> _WORK REQUEST A_
Quote from "The research, published" to "shows an association." in the insomnia and stroke study passage, word for word.
> _WORK REQUEST B_
According to the insomnia and stroke study passage, for how long on average were participants followed?

> _EXTRACT_
----------------------------------------

The research, published on Wednesday in the journal Neurology, also found that this risk was particularly much higher in people under 50 years old.

However, scientists, including those from the Virginia Commonwealth University in Richmond, US, said the study does not prove a causal link between insomnia and stroke, and only shows an association.

“There are many therapies that can help people improve the quality of their sleep, so determining which sleep problems lead to an increased risk of stroke may allow for earlier treatments or behavioural therapies for people who are having trouble sleeping and possibly reducing their risk of stroke later in life,” study author Wendemi Sawadogo said.

Scientists assessed the health information of 31,126 people, with an average age of 61, who had no history of stroke at the beginning of the study.

The participants were asked four questions about how often they had trouble falling asleep, trouble with waking up during the night, trouble with waking up too early and not being able to return to sleep, and how often they felt rested in the morning.

Their response options included “most of the time”, “sometimes” or “rarely or never” and scores to these responses ranged from zero to eight, with a higher number meaning more severe symptoms.

Participants were then followed for an average of nine years, during which 2,101 cases of stroke were reported.

Considering other factors that could affect stroke risk, including alcohol use, smoking and level of physical activity, the analysis found people with one to four symptoms had a 16 per cent increased risk of stroke compared to those with no symptoms.

Of the 19,149 people with one to four symptoms, scientists found 1,300 had a stroke.

----------------------------------------

> _DATA SHOWN_

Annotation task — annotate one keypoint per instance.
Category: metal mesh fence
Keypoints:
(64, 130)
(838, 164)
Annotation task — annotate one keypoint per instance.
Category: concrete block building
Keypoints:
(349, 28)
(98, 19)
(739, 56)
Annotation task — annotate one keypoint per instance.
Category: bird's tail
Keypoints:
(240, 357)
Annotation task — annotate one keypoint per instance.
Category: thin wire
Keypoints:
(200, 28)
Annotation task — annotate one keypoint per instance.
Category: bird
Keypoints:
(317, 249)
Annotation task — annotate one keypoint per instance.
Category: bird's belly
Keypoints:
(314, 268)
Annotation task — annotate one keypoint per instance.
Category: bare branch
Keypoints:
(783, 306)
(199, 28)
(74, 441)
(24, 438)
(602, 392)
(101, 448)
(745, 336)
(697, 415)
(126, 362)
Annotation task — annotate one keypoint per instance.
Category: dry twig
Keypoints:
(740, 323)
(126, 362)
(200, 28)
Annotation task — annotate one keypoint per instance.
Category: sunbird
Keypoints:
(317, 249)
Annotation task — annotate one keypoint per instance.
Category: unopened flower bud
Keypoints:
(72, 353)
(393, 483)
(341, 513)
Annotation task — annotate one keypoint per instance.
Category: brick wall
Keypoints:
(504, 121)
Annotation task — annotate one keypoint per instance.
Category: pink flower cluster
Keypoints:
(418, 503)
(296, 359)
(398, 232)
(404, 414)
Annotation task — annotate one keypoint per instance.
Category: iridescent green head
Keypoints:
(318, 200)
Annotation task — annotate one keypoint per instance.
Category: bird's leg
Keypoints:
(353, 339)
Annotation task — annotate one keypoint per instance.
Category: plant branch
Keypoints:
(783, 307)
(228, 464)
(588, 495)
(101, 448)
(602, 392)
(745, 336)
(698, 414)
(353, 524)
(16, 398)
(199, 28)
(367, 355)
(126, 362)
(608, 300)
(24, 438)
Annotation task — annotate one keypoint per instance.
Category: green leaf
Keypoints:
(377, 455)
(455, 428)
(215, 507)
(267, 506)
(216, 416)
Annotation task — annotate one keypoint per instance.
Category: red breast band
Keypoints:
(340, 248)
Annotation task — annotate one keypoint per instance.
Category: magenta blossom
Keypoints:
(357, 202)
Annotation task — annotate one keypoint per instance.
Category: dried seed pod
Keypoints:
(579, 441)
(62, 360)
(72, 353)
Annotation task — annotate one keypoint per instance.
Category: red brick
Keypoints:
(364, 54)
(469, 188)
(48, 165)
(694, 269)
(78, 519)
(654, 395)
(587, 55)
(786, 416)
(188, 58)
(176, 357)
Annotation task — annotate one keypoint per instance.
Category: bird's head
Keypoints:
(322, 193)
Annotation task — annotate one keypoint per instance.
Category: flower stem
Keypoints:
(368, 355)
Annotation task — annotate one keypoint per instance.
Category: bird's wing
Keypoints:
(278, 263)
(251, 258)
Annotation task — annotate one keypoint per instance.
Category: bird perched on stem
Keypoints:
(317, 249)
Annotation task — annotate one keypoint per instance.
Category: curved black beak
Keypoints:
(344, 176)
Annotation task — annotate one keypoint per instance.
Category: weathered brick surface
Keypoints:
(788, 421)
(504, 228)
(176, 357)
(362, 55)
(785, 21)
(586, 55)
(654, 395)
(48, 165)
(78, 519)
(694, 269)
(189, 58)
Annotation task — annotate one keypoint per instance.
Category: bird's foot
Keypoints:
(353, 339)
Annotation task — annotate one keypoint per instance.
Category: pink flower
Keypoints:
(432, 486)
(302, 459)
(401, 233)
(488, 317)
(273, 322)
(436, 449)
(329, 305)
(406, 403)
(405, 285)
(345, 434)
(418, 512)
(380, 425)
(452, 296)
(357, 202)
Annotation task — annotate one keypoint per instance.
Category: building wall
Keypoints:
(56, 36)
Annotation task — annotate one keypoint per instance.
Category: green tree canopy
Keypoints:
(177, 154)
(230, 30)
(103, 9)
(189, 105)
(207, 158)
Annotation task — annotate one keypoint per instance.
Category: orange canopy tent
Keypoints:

----------------------------------------

> _ANSWER AREA A_
The research, published on Wednesday in the journal Neurology, also found that this risk was particularly much higher in people under 50 years old.

However, scientists, including those from the Virginia Commonwealth University in Richmond, US, said the study does not prove a causal link between insomnia and stroke, and only shows an association.

> _ANSWER AREA B_
An average of nine years.